**Text shown**
100 Days to Fight AIDS: How'd he do?

On November 20th, 2008, nearly 1,000 AIDS activists around the country
gathered together outside the White House to congratulate President
Obama and call on him to act quickly to fight AIDS at home and abroad
during his first 100 days in office.

We demanded that he focus on providing treatment and care to all
people with HIV, ensure housing is available to all people with HIV,
advance HIV prevention justice, and reform the US global AIDS plan.

Now that the 100 day mark has come and gone, we can reflect on the
positive steps Obama took in his first 100 days in office:

1) Appointing Jeff Crowley to the position of Director of the Office of National AIDS Policy, a
position that remained unfilled in the Bush administration for years.
Crowley's appointment was met with wide support from AIDS activists,
who cited his vast knowledge of Medicare and Medicaid, as well as his
connections to the HIV/AIDS community. Since his appointment, Crowley
has met multiple times with grassroots AIDS activists.

2) Signed a budget that included preliminary funding to develop a national AIDS

3) Launching a new prevention campaign, using Web 2.0 technology,
designed to both restore a sense of urgency about fighting AIDS in the
general public and to target groups most at risk for contracting HIV.

4) Repealing the widely condemned global gag rule (which prevented any
organization receiving US government funds from using other funding
sources to discuss abortion as an option) and expanding access to
family planning domestically and globally.

5) Calling in his budget for evidence-based, medically accurate sex
education, in contrast to the failed abstinence-only policies.

6) Appointing Eric Goosby as the Global AIDS Coordinator to oversee
implementation of the $48 billion over five year global AIDS program
reauthorized by Congress last year.

7) Continuing to push for healthcare reform that strengthens Medicare
and Medicaid and provides universal health coverage.

8) Repeatedly emphasized his support of federal funding of syringe
exchange, which would dramatically reduce HIV infections without
increasing rates of drug use.

In spite of all the progress made, Obama made one major misstep. In
his 2010 budget outline, Obama only included a small increase in
funding for foreign assistance. At a time when the poorest in the
world are suffering disproportionately from the global economic
crisis, and given the campaign commitment to double foreign assistance
and provide $50 billion over five years for global AIDS programs,
Obama's budget outline did not include sufficient funding to meet the
needs of people around the world and fulfill his campaign promise.

**Record set**
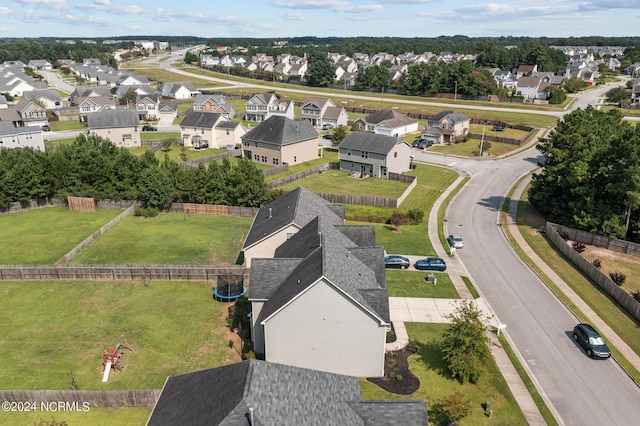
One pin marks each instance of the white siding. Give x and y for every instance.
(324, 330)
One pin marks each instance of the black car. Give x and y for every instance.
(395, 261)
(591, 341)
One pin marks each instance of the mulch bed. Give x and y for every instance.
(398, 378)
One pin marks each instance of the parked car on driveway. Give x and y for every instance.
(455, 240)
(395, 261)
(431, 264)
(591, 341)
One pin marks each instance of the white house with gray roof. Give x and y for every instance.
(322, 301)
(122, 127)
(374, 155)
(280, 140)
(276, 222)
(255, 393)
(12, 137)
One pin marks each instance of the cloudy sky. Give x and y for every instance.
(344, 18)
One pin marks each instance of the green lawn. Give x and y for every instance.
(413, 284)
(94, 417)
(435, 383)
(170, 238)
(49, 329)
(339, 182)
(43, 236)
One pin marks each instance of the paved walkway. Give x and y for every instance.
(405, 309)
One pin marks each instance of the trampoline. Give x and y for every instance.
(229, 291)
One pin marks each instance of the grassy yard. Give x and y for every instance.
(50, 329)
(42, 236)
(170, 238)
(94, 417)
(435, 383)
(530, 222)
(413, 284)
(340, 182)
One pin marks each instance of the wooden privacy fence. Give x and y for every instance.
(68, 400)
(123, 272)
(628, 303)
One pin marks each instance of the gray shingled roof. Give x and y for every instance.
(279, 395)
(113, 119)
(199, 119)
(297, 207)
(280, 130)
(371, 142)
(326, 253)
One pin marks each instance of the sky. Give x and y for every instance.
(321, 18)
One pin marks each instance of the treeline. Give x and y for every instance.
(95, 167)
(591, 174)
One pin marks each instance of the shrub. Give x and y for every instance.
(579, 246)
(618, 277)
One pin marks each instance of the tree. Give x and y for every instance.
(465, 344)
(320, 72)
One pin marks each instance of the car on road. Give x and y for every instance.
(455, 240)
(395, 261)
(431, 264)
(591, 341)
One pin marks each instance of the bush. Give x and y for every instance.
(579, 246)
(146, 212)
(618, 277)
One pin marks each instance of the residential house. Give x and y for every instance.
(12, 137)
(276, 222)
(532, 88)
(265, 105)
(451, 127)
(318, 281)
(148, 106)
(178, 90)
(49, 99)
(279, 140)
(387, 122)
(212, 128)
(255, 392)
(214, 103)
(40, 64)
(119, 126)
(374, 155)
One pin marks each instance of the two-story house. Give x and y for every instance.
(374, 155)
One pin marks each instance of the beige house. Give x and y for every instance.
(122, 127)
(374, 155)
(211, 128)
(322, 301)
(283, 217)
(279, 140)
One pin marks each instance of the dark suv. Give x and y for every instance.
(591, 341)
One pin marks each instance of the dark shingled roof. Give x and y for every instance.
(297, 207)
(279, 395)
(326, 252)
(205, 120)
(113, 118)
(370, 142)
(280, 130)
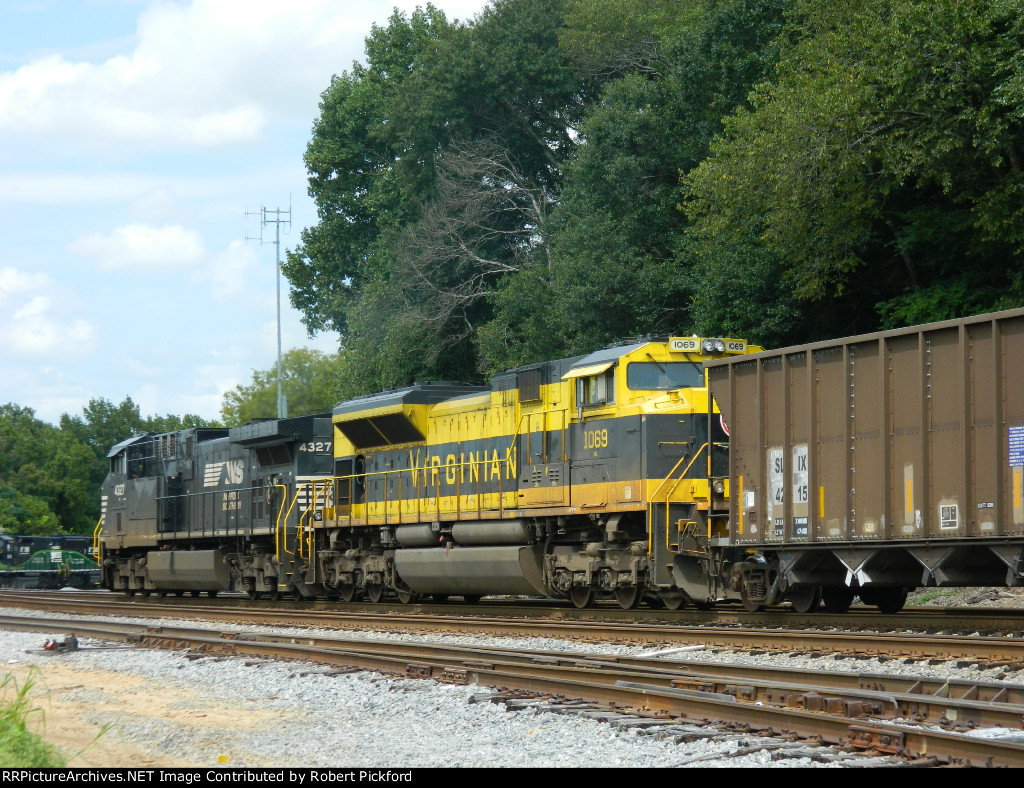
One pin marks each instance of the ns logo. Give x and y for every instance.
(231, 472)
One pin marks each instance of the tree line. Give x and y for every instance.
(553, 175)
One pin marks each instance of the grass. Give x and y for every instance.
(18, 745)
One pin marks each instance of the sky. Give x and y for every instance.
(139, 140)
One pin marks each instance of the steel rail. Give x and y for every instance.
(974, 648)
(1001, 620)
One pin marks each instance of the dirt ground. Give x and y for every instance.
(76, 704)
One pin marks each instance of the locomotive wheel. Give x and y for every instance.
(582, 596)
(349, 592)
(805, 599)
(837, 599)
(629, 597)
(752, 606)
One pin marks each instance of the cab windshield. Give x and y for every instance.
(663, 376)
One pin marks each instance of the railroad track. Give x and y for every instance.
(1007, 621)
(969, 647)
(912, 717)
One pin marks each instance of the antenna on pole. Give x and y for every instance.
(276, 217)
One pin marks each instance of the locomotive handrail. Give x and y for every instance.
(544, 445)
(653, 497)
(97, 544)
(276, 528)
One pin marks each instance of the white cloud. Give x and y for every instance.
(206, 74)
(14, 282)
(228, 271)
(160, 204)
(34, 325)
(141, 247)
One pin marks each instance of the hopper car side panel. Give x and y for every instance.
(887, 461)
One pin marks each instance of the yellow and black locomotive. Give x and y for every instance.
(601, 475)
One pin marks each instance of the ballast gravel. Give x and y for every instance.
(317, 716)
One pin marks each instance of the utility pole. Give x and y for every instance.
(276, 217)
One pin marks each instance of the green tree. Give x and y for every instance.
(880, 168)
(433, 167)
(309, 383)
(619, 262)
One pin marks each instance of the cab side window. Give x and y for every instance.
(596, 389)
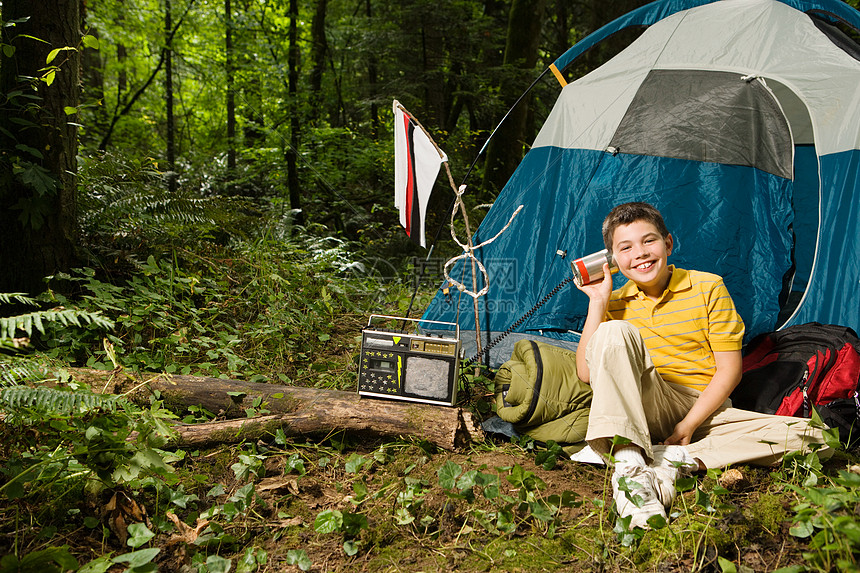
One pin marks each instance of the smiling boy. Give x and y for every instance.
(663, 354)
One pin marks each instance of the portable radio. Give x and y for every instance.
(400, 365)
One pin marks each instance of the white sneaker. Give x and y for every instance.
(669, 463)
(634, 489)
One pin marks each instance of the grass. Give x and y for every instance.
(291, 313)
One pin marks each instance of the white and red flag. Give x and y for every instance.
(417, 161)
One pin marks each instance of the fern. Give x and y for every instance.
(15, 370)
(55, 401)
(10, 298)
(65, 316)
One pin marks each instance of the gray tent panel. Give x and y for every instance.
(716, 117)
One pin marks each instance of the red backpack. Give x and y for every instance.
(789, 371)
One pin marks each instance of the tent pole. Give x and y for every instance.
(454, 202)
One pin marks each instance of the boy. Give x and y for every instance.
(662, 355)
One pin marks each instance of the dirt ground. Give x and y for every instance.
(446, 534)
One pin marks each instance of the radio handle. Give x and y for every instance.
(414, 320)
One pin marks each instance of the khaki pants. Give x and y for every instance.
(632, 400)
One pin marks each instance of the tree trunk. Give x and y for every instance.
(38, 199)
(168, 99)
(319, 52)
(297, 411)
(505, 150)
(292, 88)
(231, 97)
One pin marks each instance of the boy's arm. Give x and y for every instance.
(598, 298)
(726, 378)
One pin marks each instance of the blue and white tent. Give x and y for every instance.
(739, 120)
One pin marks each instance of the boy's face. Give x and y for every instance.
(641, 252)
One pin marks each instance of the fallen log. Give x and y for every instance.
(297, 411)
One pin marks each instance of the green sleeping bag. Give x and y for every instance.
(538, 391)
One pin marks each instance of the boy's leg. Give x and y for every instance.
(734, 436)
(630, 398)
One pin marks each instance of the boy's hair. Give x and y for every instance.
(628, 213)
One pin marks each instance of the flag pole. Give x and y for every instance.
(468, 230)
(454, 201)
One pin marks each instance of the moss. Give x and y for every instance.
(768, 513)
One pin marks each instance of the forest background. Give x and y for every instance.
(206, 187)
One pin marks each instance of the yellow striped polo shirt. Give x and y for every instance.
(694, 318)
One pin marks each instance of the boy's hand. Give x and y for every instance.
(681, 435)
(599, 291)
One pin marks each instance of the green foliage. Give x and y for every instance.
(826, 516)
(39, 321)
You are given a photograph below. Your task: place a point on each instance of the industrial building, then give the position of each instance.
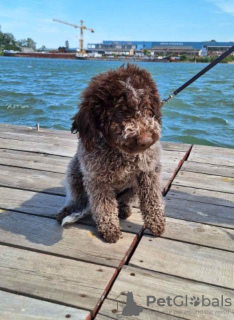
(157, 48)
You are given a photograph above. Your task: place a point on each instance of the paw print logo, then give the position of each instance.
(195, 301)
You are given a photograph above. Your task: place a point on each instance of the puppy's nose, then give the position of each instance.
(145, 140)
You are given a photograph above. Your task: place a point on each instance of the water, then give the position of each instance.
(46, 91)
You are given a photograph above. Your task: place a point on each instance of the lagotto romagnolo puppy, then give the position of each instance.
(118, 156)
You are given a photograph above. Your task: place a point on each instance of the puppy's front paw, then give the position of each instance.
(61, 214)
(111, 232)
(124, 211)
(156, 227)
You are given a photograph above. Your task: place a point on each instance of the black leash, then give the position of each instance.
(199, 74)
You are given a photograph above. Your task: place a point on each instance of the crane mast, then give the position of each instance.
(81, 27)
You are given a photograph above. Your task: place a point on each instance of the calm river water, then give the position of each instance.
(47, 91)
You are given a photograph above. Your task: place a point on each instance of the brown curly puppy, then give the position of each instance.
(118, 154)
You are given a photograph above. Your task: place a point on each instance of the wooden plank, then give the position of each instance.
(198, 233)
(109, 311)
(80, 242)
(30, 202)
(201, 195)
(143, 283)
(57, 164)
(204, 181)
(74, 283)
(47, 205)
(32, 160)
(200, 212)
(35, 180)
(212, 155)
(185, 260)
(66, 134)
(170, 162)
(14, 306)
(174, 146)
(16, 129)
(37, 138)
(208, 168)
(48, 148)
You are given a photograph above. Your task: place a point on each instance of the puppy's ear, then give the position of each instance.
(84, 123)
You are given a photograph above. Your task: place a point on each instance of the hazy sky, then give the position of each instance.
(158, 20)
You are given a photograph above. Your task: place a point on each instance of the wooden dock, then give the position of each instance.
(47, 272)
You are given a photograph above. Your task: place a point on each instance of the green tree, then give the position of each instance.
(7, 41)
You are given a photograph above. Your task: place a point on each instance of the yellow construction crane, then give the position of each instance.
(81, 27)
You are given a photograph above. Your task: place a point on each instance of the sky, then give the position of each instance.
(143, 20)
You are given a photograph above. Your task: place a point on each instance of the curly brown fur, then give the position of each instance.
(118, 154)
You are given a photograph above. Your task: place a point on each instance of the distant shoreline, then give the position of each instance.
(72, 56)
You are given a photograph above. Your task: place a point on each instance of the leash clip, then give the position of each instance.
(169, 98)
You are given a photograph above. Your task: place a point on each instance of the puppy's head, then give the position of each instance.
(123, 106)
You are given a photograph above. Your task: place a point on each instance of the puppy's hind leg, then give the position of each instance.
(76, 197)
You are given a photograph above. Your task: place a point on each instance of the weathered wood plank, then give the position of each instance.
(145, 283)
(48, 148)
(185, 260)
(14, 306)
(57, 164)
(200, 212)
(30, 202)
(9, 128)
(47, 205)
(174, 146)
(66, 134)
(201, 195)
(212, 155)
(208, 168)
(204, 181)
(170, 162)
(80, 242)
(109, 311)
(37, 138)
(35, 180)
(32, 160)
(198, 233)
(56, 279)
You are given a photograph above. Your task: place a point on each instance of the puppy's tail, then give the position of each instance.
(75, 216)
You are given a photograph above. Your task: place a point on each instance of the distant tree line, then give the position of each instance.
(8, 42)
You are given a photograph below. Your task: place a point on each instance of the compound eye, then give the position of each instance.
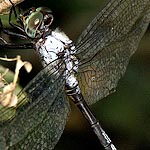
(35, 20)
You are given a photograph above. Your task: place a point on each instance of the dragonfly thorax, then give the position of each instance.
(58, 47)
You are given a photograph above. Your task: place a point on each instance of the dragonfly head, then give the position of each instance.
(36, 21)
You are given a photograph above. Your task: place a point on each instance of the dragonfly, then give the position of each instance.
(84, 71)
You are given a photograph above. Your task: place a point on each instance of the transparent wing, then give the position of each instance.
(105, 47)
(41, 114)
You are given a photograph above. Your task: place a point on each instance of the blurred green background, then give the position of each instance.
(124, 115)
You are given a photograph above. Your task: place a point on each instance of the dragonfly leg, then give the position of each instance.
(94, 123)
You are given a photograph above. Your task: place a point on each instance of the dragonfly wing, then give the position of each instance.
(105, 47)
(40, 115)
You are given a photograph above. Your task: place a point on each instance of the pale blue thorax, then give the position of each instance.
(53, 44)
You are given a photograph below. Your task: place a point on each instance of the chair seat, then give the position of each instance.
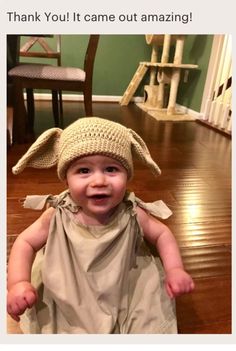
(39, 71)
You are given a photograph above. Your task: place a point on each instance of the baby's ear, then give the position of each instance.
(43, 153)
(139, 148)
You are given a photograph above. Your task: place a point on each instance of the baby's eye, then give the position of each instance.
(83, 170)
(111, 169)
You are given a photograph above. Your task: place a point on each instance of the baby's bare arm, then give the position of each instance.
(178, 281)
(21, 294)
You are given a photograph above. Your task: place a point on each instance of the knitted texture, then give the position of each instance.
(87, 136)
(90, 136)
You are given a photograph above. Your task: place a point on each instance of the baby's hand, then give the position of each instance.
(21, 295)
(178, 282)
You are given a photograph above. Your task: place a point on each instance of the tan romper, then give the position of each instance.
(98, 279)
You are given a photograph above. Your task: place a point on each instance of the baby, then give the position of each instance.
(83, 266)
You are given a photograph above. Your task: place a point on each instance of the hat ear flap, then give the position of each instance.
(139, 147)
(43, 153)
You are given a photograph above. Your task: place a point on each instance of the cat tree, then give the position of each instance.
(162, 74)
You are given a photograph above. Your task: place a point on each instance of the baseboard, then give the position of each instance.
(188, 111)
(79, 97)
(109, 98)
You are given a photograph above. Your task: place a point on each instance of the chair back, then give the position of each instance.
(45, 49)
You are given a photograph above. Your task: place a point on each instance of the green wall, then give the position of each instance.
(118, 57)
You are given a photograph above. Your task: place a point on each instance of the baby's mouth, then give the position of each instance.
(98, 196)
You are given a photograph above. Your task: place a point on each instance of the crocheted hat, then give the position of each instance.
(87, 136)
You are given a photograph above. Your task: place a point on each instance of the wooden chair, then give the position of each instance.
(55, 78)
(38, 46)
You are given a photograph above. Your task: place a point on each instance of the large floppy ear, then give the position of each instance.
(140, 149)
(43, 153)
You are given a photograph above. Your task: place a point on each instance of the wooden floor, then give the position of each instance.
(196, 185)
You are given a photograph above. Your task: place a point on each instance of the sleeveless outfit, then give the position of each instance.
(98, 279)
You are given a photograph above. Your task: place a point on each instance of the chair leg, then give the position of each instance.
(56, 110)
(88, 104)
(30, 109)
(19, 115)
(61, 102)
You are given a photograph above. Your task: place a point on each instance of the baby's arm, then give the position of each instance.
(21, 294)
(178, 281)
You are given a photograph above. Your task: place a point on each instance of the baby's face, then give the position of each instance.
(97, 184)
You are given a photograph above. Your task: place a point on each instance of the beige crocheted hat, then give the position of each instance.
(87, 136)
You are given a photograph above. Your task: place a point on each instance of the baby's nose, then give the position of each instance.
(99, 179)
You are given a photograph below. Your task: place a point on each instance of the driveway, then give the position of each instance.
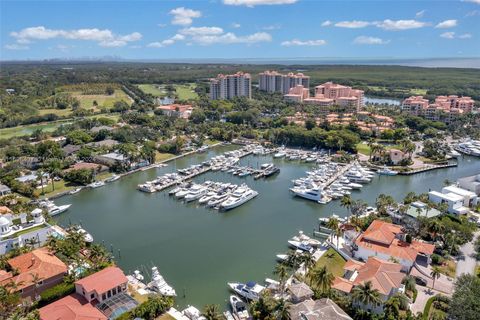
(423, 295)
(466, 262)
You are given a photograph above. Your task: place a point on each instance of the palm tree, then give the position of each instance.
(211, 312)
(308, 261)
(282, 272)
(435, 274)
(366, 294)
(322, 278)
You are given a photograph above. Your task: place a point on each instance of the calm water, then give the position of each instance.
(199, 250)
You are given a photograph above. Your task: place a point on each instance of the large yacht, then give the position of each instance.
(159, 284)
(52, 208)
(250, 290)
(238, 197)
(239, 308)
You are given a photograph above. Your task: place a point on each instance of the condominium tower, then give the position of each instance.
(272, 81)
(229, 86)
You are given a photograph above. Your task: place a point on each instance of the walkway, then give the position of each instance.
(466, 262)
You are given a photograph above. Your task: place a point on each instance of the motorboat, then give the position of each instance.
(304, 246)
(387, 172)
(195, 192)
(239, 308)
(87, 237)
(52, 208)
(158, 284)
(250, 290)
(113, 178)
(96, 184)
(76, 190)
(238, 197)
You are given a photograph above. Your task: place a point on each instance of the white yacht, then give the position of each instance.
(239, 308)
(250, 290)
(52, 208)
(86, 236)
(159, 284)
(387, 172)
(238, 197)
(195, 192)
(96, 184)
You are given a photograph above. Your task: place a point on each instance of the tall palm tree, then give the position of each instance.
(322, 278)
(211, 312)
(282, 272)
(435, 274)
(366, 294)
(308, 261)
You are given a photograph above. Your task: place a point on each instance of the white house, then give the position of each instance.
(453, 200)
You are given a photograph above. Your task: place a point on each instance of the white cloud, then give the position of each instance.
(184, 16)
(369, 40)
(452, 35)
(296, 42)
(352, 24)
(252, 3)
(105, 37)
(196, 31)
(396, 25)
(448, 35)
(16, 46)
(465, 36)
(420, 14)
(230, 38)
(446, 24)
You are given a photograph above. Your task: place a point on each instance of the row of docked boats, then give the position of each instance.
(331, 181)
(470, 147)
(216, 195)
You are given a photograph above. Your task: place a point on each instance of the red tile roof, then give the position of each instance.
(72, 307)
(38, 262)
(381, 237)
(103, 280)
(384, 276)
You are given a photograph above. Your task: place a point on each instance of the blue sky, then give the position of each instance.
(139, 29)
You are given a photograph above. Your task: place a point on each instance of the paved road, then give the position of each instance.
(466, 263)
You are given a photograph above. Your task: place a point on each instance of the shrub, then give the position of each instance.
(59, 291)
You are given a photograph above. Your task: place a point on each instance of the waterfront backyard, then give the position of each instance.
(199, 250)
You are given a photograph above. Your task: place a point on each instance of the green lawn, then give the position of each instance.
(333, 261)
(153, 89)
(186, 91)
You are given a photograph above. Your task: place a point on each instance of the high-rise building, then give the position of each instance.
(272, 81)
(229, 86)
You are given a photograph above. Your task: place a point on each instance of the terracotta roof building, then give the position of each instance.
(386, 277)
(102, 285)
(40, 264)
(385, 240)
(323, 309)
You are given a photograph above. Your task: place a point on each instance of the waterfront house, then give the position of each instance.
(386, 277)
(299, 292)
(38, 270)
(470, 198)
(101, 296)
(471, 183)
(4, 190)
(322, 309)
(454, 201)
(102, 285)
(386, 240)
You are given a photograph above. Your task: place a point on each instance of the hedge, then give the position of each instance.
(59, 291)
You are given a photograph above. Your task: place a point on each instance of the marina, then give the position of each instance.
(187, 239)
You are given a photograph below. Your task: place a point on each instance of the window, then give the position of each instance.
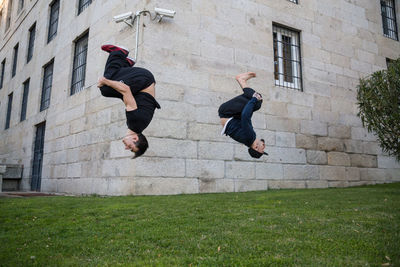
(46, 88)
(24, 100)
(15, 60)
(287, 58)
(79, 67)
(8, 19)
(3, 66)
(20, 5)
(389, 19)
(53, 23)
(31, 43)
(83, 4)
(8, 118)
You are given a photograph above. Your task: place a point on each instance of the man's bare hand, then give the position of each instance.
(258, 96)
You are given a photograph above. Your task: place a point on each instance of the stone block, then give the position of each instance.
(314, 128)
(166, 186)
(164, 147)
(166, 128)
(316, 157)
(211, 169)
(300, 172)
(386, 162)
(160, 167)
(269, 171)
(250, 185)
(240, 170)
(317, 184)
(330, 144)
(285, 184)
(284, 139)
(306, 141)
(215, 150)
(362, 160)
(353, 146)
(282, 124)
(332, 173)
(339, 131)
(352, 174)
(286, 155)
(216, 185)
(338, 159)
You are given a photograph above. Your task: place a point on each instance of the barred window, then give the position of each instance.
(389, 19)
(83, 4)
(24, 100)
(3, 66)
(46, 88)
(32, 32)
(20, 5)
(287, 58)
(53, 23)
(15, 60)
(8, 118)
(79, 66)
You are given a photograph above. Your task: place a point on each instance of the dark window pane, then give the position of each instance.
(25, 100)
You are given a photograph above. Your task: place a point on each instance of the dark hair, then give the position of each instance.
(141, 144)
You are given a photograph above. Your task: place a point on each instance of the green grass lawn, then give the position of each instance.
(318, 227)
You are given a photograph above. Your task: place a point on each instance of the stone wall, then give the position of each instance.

**What is required**
Answer these from the 100 Days to Fight AIDS text.
(a) On what date did the activists gather outside the White House?
(b) Whom did Obama appoint as Global AIDS Coordinator?
(c) What did Obama's 2010 budget outline include for foreign assistance?

**Response**
(a) November 20th, 2008
(b) Eric Goosby
(c) Only a small increase in funding